┌─ Alıntılanan Metin
Merkezi yönetim kapsamındaki kamu kurum ve kuruluşlarındaki alt işveren işçileri doğrudan çalıştıkları kurum ve kuruluşlarda sürekli işçi kadrosuna aldıklarını da belirten Işıkhan, bu şekilde, sürekli işçi kadrosuna alınanların belli bir yaşta emekli olma zorunluluğunu ortadan kaldıran ve emekli olma hususunda tercih yapmalarına imkan veren düzenlemeyi gerçekleştirdiklerini söyledi.

 

Işıkhan, "Dini inançları yüzünden ayrımcılığa uğrayan, başörtüsü yüzünden eğitim özgürlüğü kısıtlanmış, ayrımcılığa uğramış kadınların eğitim ve çalışma haklarını kullanabilmelerini sağlamak amacıyla başörtüsü yasağını kaldırdık. Mahalli idarelerde en çok üyeye sahip sendika ile ilgili mahalli idare arasında Sosyal Denge Sözleşmesi yapılabilmesine imkan sağladık." dedi.

 

HERKESE EŞİT ŞARTLARDA SOSYAL GÜVENLİK HİZMETİNİ İLKE EDİNDİK

 

Bakan Işıkhan, "İnsanı yaşat ki devlet yaşasın" anlayışı üzerine inşa ettikleri Sosyal Güvenlik Reformu ile sistemin dağınık haldeki parçalı kurumsal yapısını ortadan kaldırdıklarını belirterek, sosyal güvenlik hizmetinin tek elden ve etkin bir şekilde Sosyal Güvenlik Kurumu çatısı altında sunulmasını sağladıklarını söyledi.

 

Sosyal güvenlik sisteminin kapsamını genişleterek daha fazla vatandaşın sosyal güvenceye kavuşturulduğunu dile getiren Işıkhan, şunları kaydetti:

 

"Çalışanlar, işverenler ve emekliler arasında hakkaniyetli bir denge sağlamak amacıyla ayrıcalıklı statüleri kaldırarak işçi, memur, esnaf herkese eşit şartlarda sosyal güvenlik hizmeti verilmesini ilke edindik. Basın Kartı Yönetmeliğine göre basın kartı sahibi olanlara, Türkiye Radyo ve Televizyon Kurumunda haber hizmetinde fiilen çalışanlara, ceza infaz kurumunda çalışanlara ve sağlık personeline fiili hizmet süresi zammı hakkı verdik. Ev hizmetlerinde bir veya birden fazla gerçek kişi tarafından çalıştırılan ve çalıştıkları kişi yanında çalışma gün sayısı 10 günden az olan kişiler için prime esas günlük kazanç alt sınırının yüzde 2'si oranında iş kazası ve meslek hastalığı sigortası primi ödenebilmesine imkan tanıyarak sigortalı olmalarını sağladık."
└─
┌─ Veri Bölümü
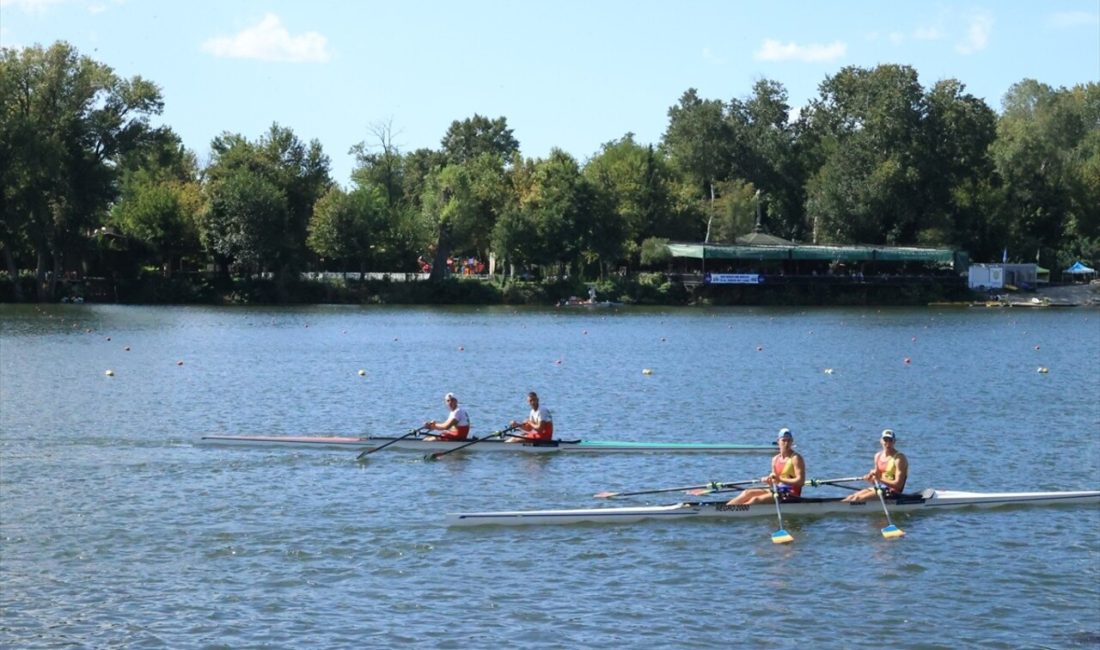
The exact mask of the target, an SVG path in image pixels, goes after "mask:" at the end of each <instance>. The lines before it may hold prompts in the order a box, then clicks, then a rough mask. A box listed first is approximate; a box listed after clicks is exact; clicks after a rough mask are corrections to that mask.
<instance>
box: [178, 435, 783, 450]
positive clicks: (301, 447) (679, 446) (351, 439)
└─
Alıştırmalar -
a: Alıntılanan metinde "Çalışanlar, işverenler ve emekliler arasında" diye başlayan paragrafı, temel bilgilerini koruyarak madde madde yeniden yazar mısınız?
b: Sosyal güvenlik düzenlemelerini anlatan metni kaldığı yerden alıp sürdürür müsünüz?
Bu veriler metinle hiçbir şekilde bağlantılı değildir.

Yazılı Yanıtlar -
a:
- Çalışanlar, işverenler ve emekliler arasında hakkaniyetli bir denge kurmak için ayrıcalıklı statüler kaldırıldı. İşçi, memur, esnaf herkese eşit şartlarda sosyal güvenlik hizmeti verilmesi ilke edinildi.
- Basın Kartı Yönetmeliğine göre basın kartı sahibi olanlara fiili hizmet süresi zammı hakkı verildi. Aynı hak Türkiye Radyo ve Televizyon Kurumunda haber hizmetinde fiilen çalışanlara, ceza infaz kurumunda çalışanlara ve sağlık personeline de tanındı.
- Ev hizmetlerinde bir veya birden fazla gerçek kişi tarafından çalıştırılan kişiler de kapsama alındı. Çalıştıkları kişinin yanında 10 günden az çalışan bu kişiler için prime esas günlük kazanç alt sınırının yüzde 2'si oranında iş kazası ve meslek hastalığı sigortası primi ödenebilmesine imkân tanındı. Böylece bu kişiler sigortalı hale getirildi.

b:
 

Çiftçilere sigorta primlerini hasat zamanıyla uyumlu şekilde 6'şar aylık dönemler halinde ödeyebilme imkanı sağladıklarını anımsatan Işıkhan, "İki çocukla sınırlı olan doğum borçlanması hakkının kapsamını 2014 yılından itibaren üç çocuk olarak genişlettik. Asgari ücretten alınan vergilerin kaldırılması uygulamasını hayata geçirerek tüm gelir gruplarında asgari ücrete kadar olan kazançlar için vergi muafiyeti getirdik. Bu tarihi adımla, işçi, memur tüm çalışanlarımızın refah seviyesini artırdık." dedi.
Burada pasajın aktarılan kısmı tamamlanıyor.